## Given data
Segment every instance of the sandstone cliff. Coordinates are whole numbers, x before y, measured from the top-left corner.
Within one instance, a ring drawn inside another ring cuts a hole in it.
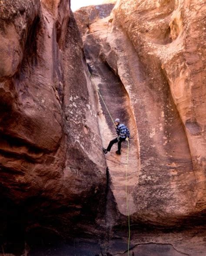
[[[104,214],[106,177],[69,2],[0,5],[0,235],[7,252],[17,236],[24,246],[23,237],[89,230]]]
[[[130,253],[205,254],[203,1],[116,2],[0,2],[0,253],[128,255],[98,89]]]
[[[83,37],[93,82],[112,116],[131,131],[128,196],[134,226],[193,227],[205,219],[205,14],[203,3],[197,3],[120,0]],[[100,104],[106,146],[114,128],[101,99]],[[127,215],[126,147],[123,152],[106,156],[118,212],[110,215],[112,225]],[[187,246],[185,252],[193,253]]]

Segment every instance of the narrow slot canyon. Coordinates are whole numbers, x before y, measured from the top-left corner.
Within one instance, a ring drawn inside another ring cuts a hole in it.
[[[204,256],[203,2],[72,4],[0,3],[0,256]]]

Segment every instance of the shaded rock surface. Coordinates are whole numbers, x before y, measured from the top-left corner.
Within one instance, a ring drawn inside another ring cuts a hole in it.
[[[203,225],[206,217],[203,7],[194,8],[195,1],[154,2],[118,1],[111,15],[91,24],[83,38],[93,83],[113,118],[120,118],[131,131],[128,195],[132,226],[144,223],[173,231],[189,227],[185,235],[191,242],[190,232]],[[192,28],[197,23],[195,36]],[[192,63],[188,66],[185,55],[196,59],[197,67]],[[106,147],[115,133],[101,97],[99,100],[99,125]],[[191,121],[197,117],[198,122]],[[127,215],[126,145],[121,156],[114,154],[115,150],[114,146],[106,155],[113,196],[110,198],[113,206],[107,206],[111,237],[116,235],[118,225],[126,225]],[[179,240],[176,245],[183,250],[177,249],[174,255],[203,255],[203,230],[202,238],[196,238],[199,245],[189,249],[186,241]],[[133,232],[138,232],[134,228]],[[174,231],[162,241],[165,255],[173,255],[166,244],[174,244],[174,233],[178,236]],[[179,232],[179,237],[183,233]],[[132,242],[136,243],[138,237],[134,235]],[[132,251],[150,255],[150,246],[144,253],[144,246]]]
[[[19,252],[25,242],[93,235],[106,166],[69,2],[0,4],[0,247],[17,253],[16,240]]]
[[[128,255],[127,145],[103,155],[98,90],[131,135],[130,253],[205,254],[203,1],[113,2],[75,13],[84,49],[69,1],[0,2],[3,255]]]

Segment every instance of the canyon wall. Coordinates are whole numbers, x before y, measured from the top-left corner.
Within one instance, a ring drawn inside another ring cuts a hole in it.
[[[0,2],[0,253],[204,255],[203,3]]]
[[[0,5],[1,241],[85,232],[104,213],[106,166],[69,2]]]

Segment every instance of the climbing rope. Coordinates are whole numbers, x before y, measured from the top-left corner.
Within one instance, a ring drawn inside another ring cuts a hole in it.
[[[128,242],[127,250],[128,252],[128,256],[130,256],[130,209],[129,208],[129,202],[127,197],[127,168],[128,167],[129,160],[129,140],[127,140],[127,154],[126,156],[126,183],[125,185],[125,191],[126,194],[126,208],[127,208],[127,214],[128,215]]]
[[[105,107],[106,108],[106,109],[107,110],[107,112],[108,113],[109,113],[109,115],[110,115],[110,118],[111,118],[111,119],[112,119],[112,122],[113,122],[113,124],[114,124],[114,125],[115,127],[116,127],[115,124],[114,123],[114,120],[113,120],[113,118],[112,118],[112,115],[111,115],[111,114],[110,113],[110,111],[109,111],[109,110],[108,109],[108,108],[107,108],[107,106],[106,106],[106,103],[105,103],[105,102],[104,102],[104,99],[103,99],[103,97],[102,97],[102,95],[101,94],[101,93],[100,93],[100,90],[99,90],[99,89],[98,88],[98,87],[97,87],[97,86],[96,85],[96,83],[95,83],[95,82],[94,82],[94,77],[93,77],[93,75],[92,75],[92,74],[91,74],[91,73],[90,73],[90,75],[91,77],[91,78],[92,78],[93,79],[93,82],[94,82],[94,84],[95,85],[95,87],[96,87],[96,90],[97,90],[97,92],[98,92],[99,94],[100,95],[100,97],[101,97],[101,99],[102,99],[102,101],[103,102],[103,103],[104,103],[104,106],[105,106]]]
[[[95,82],[94,82],[94,77],[93,76],[93,75],[92,75],[92,74],[91,74],[90,72],[90,75],[91,76],[91,77],[93,79],[94,84],[95,85],[95,87],[96,87],[96,90],[97,90],[97,92],[98,92],[99,94],[100,95],[100,97],[101,97],[101,99],[102,99],[102,101],[103,102],[103,103],[104,103],[104,106],[105,106],[105,107],[106,108],[106,109],[107,110],[107,112],[109,113],[109,115],[110,115],[110,116],[111,118],[111,119],[112,119],[113,123],[114,124],[114,126],[116,127],[116,125],[114,123],[114,121],[113,119],[113,118],[112,118],[112,115],[111,115],[110,111],[108,109],[108,108],[107,108],[107,106],[106,106],[106,103],[105,103],[103,97],[102,96],[102,95],[101,94],[100,92],[100,90],[98,89],[97,85],[96,85]],[[127,169],[128,169],[128,160],[129,160],[129,140],[127,140],[127,153],[126,154],[126,184],[125,184],[125,190],[126,190],[126,208],[127,209],[127,214],[128,215],[128,246],[127,246],[127,250],[128,250],[128,256],[130,256],[130,209],[129,208],[129,201],[128,201],[128,197],[127,197]]]

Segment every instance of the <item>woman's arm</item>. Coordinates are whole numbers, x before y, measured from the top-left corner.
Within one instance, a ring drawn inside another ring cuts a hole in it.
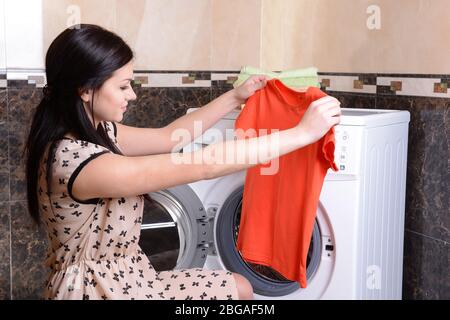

## Required task
Rewrite the records above with every "top-left" changed to "upper-left" and nothing else altered. Leave the pictures out of your answer.

## Finished answer
Segment every instance of the sandstone cliff. Coordinates are whole numbers, x before y, measured from the upper-left corner.
Within one instance, a ring drawn inside another ring cuts a hole in it.
[[[104,214],[106,177],[69,2],[0,5],[0,235],[7,252],[17,236],[24,246],[23,237],[89,230]]]
[[[130,253],[205,254],[203,1],[116,2],[0,2],[0,253],[128,255],[98,89]]]
[[[83,37],[93,82],[112,116],[131,131],[128,196],[134,226],[193,227],[205,219],[205,14],[203,3],[197,3],[120,0]],[[100,104],[106,146],[114,128],[101,99]],[[127,215],[126,147],[123,152],[106,156],[118,212],[110,215],[112,225]],[[187,246],[185,252],[193,253]]]

Segment every instance of the narrow slot canyon. Coordinates are whole numbers, x before y, measured from the upper-left corner.
Within one instance, a ring drawn inside another ring cuts a hole in it.
[[[204,256],[203,2],[72,4],[0,3],[0,256]]]

Segment every instance of the shaded rock surface. Coordinates are whole numbers, x before y, measured from the upper-left corner.
Within one instance, a ring drawn inside another ring cuts a hole in it.
[[[203,225],[206,217],[203,7],[194,8],[195,1],[154,2],[118,1],[111,15],[91,24],[83,38],[93,83],[113,118],[120,118],[131,131],[128,195],[132,226],[144,223],[173,231],[189,227],[185,235],[191,242],[190,232]],[[192,28],[197,23],[195,36]],[[192,63],[188,66],[185,55],[196,59],[197,67]],[[106,147],[115,133],[101,97],[99,100],[99,125]],[[191,121],[197,117],[198,122]],[[127,215],[126,145],[121,156],[114,154],[115,150],[114,146],[106,155],[113,196],[110,198],[113,206],[107,206],[111,237],[116,235],[118,225],[126,225]],[[179,240],[176,245],[183,250],[177,249],[174,255],[203,255],[203,230],[202,238],[196,238],[199,245],[189,249],[186,241]],[[133,232],[138,232],[134,228]],[[174,231],[162,241],[165,255],[173,255],[166,244],[174,244],[174,233],[178,236]],[[179,232],[179,237],[183,233]],[[132,242],[136,243],[138,237],[134,235]],[[132,251],[150,255],[150,246],[144,253],[144,246]]]
[[[19,252],[25,242],[93,235],[106,166],[69,2],[0,4],[0,247],[17,253],[16,240]]]
[[[128,255],[127,145],[103,155],[98,90],[131,135],[130,253],[205,254],[203,1],[113,2],[75,13],[84,49],[69,1],[0,2],[3,255]]]

Segment every instance of the canyon wall. Coordinates are whole numbers, x before y, measured from the upper-left corner.
Within one instance, a ring drawn inside another ring cuts a hole in it.
[[[0,2],[0,253],[204,255],[203,3]]]
[[[0,5],[1,241],[85,232],[104,213],[106,166],[69,2]]]

Segment every instance of the climbing rope. Coordinates are whole numbers, x before y, measured from the upper-left corner.
Within one instance, a ring drawn inside another ring cuts a hole in it.
[[[128,242],[127,250],[128,252],[128,256],[130,256],[130,209],[129,208],[129,202],[127,197],[127,168],[128,167],[129,160],[129,140],[127,140],[127,154],[126,156],[126,183],[125,185],[125,191],[126,194],[126,208],[127,208],[127,214],[128,215]]]
[[[105,107],[106,108],[106,109],[107,110],[107,112],[108,113],[109,113],[109,115],[110,115],[110,118],[111,118],[111,119],[112,119],[112,122],[113,122],[113,124],[114,124],[114,125],[115,127],[116,127],[115,124],[114,123],[114,120],[113,120],[113,118],[112,118],[112,115],[111,115],[111,114],[110,113],[110,111],[109,111],[109,110],[108,109],[108,108],[107,108],[107,106],[106,106],[106,103],[105,103],[105,102],[104,102],[104,99],[103,99],[103,97],[102,97],[102,95],[101,94],[101,93],[100,93],[100,90],[99,90],[99,89],[98,88],[98,87],[97,87],[97,86],[96,85],[96,83],[95,83],[95,82],[94,82],[94,77],[93,77],[93,75],[92,75],[92,74],[91,74],[91,73],[90,73],[90,75],[91,77],[91,78],[92,78],[93,79],[93,82],[94,82],[94,84],[95,85],[95,87],[96,87],[96,90],[97,90],[97,92],[98,92],[99,94],[100,95],[100,97],[101,97],[101,99],[102,99],[102,101],[103,102],[103,103],[104,103],[104,106],[105,106]]]
[[[95,82],[94,82],[94,77],[93,76],[93,75],[92,75],[92,74],[91,74],[90,72],[90,75],[91,76],[91,77],[93,79],[94,84],[95,85],[95,87],[96,87],[96,90],[97,90],[97,92],[98,92],[99,94],[100,95],[100,97],[101,97],[101,99],[102,99],[102,101],[103,102],[103,103],[104,103],[104,106],[105,106],[105,107],[106,108],[106,109],[107,110],[107,112],[109,113],[109,115],[110,115],[110,116],[111,118],[111,119],[112,119],[113,123],[114,124],[114,126],[116,127],[116,125],[114,123],[114,121],[113,119],[113,118],[112,118],[112,115],[111,115],[110,111],[108,109],[108,108],[107,108],[107,106],[106,106],[106,103],[105,103],[103,97],[102,96],[102,95],[101,94],[100,92],[100,90],[98,89],[97,85],[96,85]],[[127,169],[128,169],[128,160],[129,160],[129,140],[127,140],[127,153],[126,154],[126,184],[125,184],[125,190],[126,190],[126,208],[127,209],[127,214],[128,215],[128,246],[127,246],[127,250],[128,250],[128,256],[130,256],[130,209],[129,208],[129,201],[128,201],[128,197],[127,197]]]

Segment every instance of the <item>woman's arm</item>. Coordinates are whole numbers, x before y, measured from the upper-left corner.
Within one instance, a ring drawn inside another ring cuts a hole in it.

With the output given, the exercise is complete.